[Phrase grounding data]
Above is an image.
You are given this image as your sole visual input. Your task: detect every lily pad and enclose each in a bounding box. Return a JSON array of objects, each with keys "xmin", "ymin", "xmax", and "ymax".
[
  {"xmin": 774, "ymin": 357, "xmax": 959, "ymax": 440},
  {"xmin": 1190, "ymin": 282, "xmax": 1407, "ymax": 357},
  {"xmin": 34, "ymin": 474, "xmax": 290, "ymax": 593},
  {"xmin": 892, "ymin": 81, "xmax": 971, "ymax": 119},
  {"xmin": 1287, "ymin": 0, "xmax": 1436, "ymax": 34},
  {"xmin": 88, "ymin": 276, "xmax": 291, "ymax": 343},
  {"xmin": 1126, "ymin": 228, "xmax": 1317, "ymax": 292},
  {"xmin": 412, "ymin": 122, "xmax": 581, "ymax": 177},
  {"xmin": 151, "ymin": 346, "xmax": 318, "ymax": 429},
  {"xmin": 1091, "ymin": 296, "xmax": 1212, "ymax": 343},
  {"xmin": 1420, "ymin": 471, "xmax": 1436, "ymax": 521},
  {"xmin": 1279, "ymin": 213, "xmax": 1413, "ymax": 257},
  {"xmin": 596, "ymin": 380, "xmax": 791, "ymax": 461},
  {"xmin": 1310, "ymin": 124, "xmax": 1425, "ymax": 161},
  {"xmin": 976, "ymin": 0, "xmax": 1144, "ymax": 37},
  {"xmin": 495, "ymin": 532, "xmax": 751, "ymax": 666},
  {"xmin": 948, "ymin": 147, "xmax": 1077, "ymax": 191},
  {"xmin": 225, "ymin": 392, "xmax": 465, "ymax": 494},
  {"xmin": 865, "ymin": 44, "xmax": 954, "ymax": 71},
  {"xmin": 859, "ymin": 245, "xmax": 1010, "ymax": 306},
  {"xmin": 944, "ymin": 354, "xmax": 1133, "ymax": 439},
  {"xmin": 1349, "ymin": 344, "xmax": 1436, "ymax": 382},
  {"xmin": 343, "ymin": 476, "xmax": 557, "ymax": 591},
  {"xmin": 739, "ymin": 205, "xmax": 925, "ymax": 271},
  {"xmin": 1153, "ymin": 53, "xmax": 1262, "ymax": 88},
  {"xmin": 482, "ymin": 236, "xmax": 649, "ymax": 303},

## [WORK REQUEST]
Say how many lines of the data include the word "image". Nothing other than the number should be given.

## [ANSWER]
2